- **Page excerpt**:
========
She’s not that into you: Women in STEM

I attended a Machine Learning Symposium in Chicago recently, and I had a rather difficult experience with the roommate that I had been assigned there. Firstly, of the 40 odd posters that were presented, I think only two were presented by female “researchers”. Me and my roommate. And so the odds of me landing up with her, were actually quite high. Which is disheartening at multiple levels. The female turn out at such events always seem to be low. And it didn’t help that my roommate seemed cuckoo from the get go.

She was: a 30-something mom of two without an engineering background, who probably read some news article and thought it would be cool to be a part of the Deep Learning (a sub-field in Machine Learning) brigade. And a mid-westerner. Oh also, in hindsight, very likely to have been high the entire time.

Her addictions and erratic behavior aside, she also seemed quite insistent on convincing me to use my double-minority status in STEM to an advantage. She also seemed to have trouble recollecting any other minorities apart from “Latinos”, which means I’m actually a minority among minorities. So basically I’m a “woman”  “of color” pursuing a PhD and apparently that’s rare. Actually I won’t even question the validity of that claim; it is true. I don’t really see a lot of women researchers in engineering, forget the race part.

But to use that as a my trump card never really occurred to me, and here’s why. I do happen to be a minority, but I really don’t think I’ve faced any blatant discrimination myself! I personally don’t think I’ve faced any repression; people in positions of authority at least haven’t treated me any differently. And even though there have been several times that I have felt that I haven’t been taken that seriously by my male counterparts, that could have been due to multiple reasons. And I have still insisted on standing firm on my point anyway and got things done. Perhaps there’s still an inherent discrimination that I’ve just turned a blind eye to, or got to used to; I’m not so sure.
========
- **Provided records**:

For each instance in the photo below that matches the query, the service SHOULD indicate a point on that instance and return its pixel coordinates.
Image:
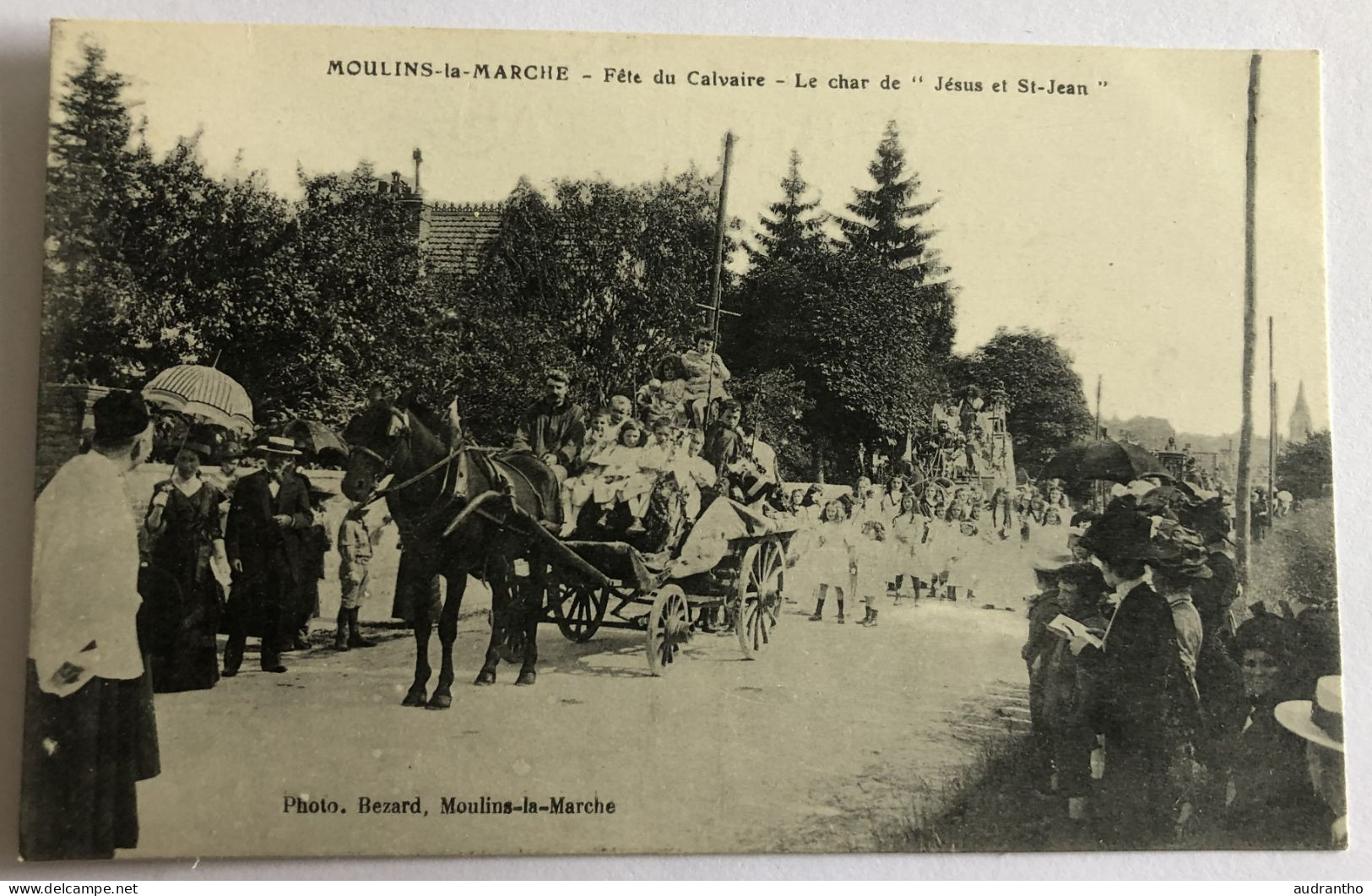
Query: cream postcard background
(22, 187)
(1113, 220)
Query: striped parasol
(202, 393)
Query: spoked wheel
(669, 628)
(757, 599)
(579, 610)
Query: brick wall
(63, 421)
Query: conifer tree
(89, 294)
(885, 224)
(794, 226)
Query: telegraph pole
(720, 225)
(1245, 485)
(1272, 421)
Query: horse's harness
(452, 491)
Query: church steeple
(1301, 426)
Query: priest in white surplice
(89, 730)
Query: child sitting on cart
(693, 472)
(577, 490)
(653, 460)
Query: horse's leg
(412, 584)
(531, 614)
(498, 579)
(442, 698)
(423, 625)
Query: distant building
(452, 236)
(1301, 426)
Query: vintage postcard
(511, 443)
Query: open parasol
(202, 393)
(1104, 459)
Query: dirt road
(838, 731)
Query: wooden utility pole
(1244, 489)
(1272, 421)
(1099, 377)
(720, 225)
(715, 289)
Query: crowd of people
(125, 606)
(1152, 711)
(1154, 716)
(682, 441)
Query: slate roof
(454, 235)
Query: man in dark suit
(1145, 704)
(268, 516)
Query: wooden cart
(593, 581)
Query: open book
(1069, 627)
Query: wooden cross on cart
(715, 292)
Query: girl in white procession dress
(871, 564)
(911, 538)
(829, 562)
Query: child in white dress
(577, 490)
(653, 460)
(830, 562)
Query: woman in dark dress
(184, 603)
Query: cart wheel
(757, 600)
(579, 611)
(669, 628)
(779, 546)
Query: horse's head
(377, 437)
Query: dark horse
(457, 516)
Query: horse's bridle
(401, 437)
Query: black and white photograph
(487, 443)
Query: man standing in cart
(555, 427)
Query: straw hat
(276, 445)
(1319, 720)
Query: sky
(1113, 220)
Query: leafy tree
(775, 401)
(1306, 468)
(91, 301)
(1047, 405)
(597, 278)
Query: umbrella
(1106, 459)
(312, 437)
(203, 393)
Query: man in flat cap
(555, 427)
(89, 731)
(269, 513)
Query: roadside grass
(992, 804)
(1295, 559)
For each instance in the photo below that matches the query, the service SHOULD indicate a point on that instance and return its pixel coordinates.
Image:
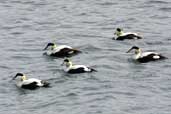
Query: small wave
(168, 9)
(157, 2)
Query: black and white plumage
(60, 51)
(144, 57)
(70, 68)
(120, 35)
(31, 83)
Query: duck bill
(45, 48)
(129, 50)
(14, 77)
(62, 64)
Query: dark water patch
(166, 9)
(157, 2)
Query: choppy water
(119, 87)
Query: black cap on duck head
(49, 44)
(119, 29)
(66, 60)
(133, 47)
(18, 74)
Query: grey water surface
(120, 86)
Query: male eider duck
(60, 51)
(31, 83)
(70, 68)
(120, 35)
(144, 57)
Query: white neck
(138, 53)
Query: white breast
(148, 53)
(127, 33)
(58, 48)
(29, 81)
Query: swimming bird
(60, 51)
(144, 57)
(127, 35)
(31, 83)
(70, 68)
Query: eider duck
(144, 57)
(60, 51)
(120, 35)
(70, 68)
(31, 83)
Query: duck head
(67, 63)
(137, 50)
(23, 77)
(50, 45)
(118, 32)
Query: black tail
(93, 70)
(163, 57)
(139, 37)
(76, 51)
(46, 84)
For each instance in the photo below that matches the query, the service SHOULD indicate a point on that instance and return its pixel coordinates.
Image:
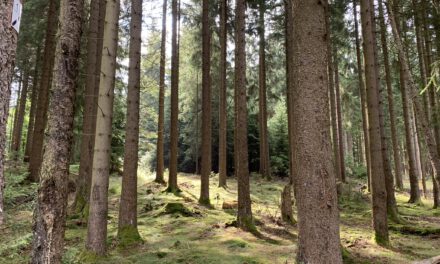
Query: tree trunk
(89, 117)
(161, 118)
(394, 140)
(318, 214)
(50, 212)
(18, 128)
(421, 118)
(262, 114)
(8, 46)
(363, 96)
(379, 193)
(206, 105)
(43, 93)
(222, 145)
(244, 214)
(174, 133)
(97, 222)
(34, 99)
(339, 117)
(128, 206)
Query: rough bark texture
(379, 193)
(97, 222)
(222, 145)
(50, 212)
(206, 105)
(160, 122)
(318, 214)
(128, 205)
(244, 214)
(363, 95)
(89, 112)
(8, 45)
(394, 140)
(174, 133)
(43, 95)
(18, 128)
(262, 114)
(34, 99)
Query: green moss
(128, 235)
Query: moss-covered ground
(176, 229)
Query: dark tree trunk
(318, 214)
(43, 93)
(244, 214)
(50, 212)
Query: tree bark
(222, 145)
(50, 212)
(8, 46)
(262, 114)
(379, 193)
(97, 222)
(318, 214)
(160, 123)
(128, 206)
(206, 105)
(43, 95)
(174, 130)
(363, 95)
(244, 214)
(89, 112)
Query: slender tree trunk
(363, 95)
(43, 94)
(128, 206)
(206, 105)
(244, 214)
(174, 133)
(34, 99)
(8, 46)
(50, 212)
(160, 124)
(18, 128)
(262, 115)
(339, 117)
(421, 118)
(90, 100)
(97, 222)
(318, 214)
(394, 141)
(223, 94)
(379, 193)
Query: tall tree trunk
(89, 117)
(339, 117)
(128, 206)
(8, 46)
(206, 105)
(97, 222)
(161, 118)
(174, 133)
(363, 95)
(318, 214)
(50, 212)
(394, 140)
(18, 128)
(379, 193)
(262, 114)
(421, 118)
(34, 99)
(222, 145)
(43, 94)
(244, 214)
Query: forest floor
(196, 234)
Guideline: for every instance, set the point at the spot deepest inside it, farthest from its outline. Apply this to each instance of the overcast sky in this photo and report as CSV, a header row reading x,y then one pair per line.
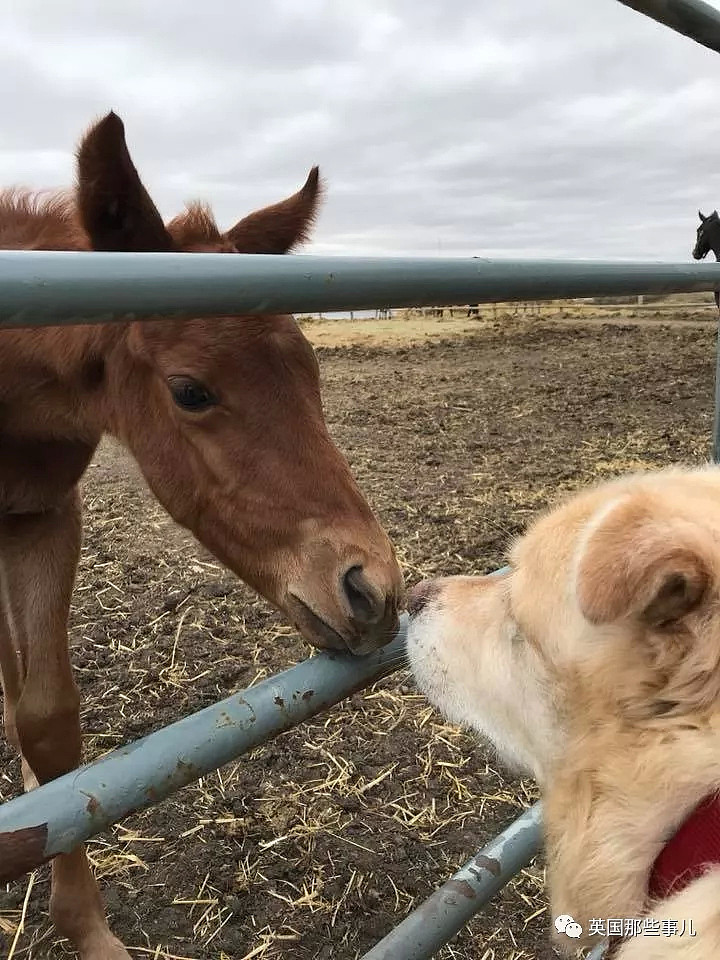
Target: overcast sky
x,y
530,128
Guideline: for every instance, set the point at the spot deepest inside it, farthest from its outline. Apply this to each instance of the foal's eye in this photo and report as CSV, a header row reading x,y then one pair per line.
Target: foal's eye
x,y
190,394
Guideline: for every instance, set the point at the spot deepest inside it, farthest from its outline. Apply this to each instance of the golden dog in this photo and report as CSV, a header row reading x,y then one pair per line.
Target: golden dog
x,y
594,664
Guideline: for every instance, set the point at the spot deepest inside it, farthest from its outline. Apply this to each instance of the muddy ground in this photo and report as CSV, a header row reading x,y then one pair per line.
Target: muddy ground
x,y
317,844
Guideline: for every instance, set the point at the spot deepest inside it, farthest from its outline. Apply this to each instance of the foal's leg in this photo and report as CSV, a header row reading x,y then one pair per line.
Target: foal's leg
x,y
12,672
38,557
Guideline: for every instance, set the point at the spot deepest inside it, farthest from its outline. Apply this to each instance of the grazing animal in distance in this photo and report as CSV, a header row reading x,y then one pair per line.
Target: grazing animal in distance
x,y
224,418
708,238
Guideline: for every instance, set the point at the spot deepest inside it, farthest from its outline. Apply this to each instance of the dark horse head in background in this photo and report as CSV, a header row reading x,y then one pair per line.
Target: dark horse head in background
x,y
708,238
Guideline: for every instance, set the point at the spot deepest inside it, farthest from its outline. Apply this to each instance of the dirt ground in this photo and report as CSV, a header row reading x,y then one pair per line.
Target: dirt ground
x,y
315,845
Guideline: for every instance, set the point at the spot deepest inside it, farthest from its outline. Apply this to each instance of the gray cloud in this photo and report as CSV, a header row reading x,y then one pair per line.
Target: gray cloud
x,y
522,128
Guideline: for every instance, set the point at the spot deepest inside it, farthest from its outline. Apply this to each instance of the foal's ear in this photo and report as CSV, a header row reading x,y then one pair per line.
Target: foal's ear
x,y
282,226
115,208
642,563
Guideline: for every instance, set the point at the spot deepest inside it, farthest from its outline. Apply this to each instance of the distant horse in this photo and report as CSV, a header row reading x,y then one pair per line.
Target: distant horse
x,y
708,238
224,418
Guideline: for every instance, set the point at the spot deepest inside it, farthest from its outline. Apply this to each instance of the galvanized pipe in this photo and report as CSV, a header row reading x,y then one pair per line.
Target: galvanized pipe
x,y
448,909
61,814
46,288
692,18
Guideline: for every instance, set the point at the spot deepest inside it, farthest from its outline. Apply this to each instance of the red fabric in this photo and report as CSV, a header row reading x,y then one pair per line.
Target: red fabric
x,y
695,846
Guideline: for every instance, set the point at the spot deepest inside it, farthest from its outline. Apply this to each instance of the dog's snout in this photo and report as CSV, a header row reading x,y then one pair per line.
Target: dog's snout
x,y
420,595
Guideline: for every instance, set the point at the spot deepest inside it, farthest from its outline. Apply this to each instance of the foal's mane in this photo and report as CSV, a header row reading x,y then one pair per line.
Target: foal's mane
x,y
39,220
48,220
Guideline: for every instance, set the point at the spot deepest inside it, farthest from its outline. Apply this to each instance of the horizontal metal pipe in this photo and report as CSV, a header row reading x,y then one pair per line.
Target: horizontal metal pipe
x,y
692,18
450,907
46,288
61,814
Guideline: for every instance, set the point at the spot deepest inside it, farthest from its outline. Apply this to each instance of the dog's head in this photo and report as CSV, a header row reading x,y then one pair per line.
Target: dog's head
x,y
609,609
593,663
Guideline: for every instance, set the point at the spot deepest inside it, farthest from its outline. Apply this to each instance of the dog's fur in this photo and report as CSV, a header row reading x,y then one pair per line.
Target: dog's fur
x,y
594,664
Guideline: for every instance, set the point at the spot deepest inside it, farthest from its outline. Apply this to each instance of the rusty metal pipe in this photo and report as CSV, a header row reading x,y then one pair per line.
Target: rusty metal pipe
x,y
448,909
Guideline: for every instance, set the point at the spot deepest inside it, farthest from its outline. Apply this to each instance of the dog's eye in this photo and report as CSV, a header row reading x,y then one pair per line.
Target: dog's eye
x,y
190,395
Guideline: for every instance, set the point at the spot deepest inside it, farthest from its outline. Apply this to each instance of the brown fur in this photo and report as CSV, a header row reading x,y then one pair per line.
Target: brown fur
x,y
595,664
252,472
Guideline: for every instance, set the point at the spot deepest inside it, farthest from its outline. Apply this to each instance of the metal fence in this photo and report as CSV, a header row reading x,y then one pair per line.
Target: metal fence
x,y
51,288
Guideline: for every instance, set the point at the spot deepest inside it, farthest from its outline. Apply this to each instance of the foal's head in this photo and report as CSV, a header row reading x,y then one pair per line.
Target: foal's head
x,y
708,235
225,419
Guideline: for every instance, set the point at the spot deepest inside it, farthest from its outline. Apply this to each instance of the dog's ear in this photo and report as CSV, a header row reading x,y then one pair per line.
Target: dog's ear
x,y
640,562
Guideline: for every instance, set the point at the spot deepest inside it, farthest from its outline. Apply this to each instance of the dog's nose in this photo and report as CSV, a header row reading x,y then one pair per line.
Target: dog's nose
x,y
420,595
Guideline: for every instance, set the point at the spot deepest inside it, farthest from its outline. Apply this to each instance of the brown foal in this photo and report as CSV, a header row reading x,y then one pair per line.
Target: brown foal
x,y
224,418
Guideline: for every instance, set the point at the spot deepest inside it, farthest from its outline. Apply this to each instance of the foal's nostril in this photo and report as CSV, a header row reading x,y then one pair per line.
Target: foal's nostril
x,y
420,596
366,602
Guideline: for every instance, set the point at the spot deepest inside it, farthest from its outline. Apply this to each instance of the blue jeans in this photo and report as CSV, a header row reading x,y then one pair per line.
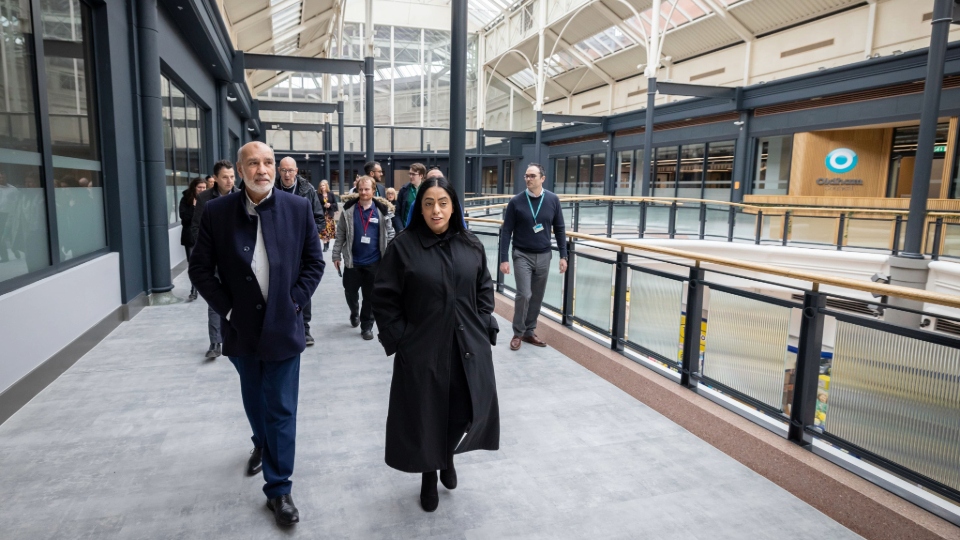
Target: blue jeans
x,y
270,391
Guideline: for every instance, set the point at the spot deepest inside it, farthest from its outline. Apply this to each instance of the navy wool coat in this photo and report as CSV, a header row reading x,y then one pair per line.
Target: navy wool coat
x,y
220,269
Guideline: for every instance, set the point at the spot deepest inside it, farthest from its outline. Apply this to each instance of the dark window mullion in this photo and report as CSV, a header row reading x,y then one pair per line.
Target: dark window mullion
x,y
43,129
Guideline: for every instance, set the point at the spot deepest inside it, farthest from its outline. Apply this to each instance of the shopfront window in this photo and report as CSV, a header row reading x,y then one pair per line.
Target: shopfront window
x,y
582,175
183,143
24,238
773,165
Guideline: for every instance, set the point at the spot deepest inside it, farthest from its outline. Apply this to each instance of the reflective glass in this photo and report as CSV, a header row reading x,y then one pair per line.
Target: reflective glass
x,y
78,185
24,236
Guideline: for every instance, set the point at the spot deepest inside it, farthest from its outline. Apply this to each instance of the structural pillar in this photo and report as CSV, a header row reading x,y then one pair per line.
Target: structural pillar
x,y
458,95
153,162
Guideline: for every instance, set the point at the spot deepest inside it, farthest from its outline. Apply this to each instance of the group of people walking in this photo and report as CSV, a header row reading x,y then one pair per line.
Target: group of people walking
x,y
409,264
========
- **Directions for this task**:
Resume the post about women in STEM, starting right after its last sentence above.

- **Task result**:
Which makes this situation rather difficult to understand. Are women being discouraged from pursuing certain fields? I know I haven’t been. So why is it that we see such few women in mathematically challenging fields? From a biological standpoint, there is no significant difference between men and women, intellectually. Then again, my upbringing has been highly biased. I grew up in a highly academic environment which largely dictated my inclinations towards academia.

In a more generic environment, I would perhaps have been more influenced by where a majority of my peers were heading toward, career-wise. And that would likely have not been in academia.

I suppose a number of obvious challenges exist. My dad actually stated to me that the current generation of young women try very hard to follow the footsteps of men. Instead, they should be paving their own identities.

But the flaw in this premise is, men just “got there” first. At a primary level, women need to catch up. I don’t quite understand why there needs to be a stark distinction between male and female careers, where differences in anatomy don’t play a part. Sure, if a job is physically laborious, it might be a better call to employ a man. Sure, if the job constitutes caretaking, employ a woman. But there are so many fields that employ skills which both genders are equally good at. And I don’t see the requirement for careers to take distinct paths.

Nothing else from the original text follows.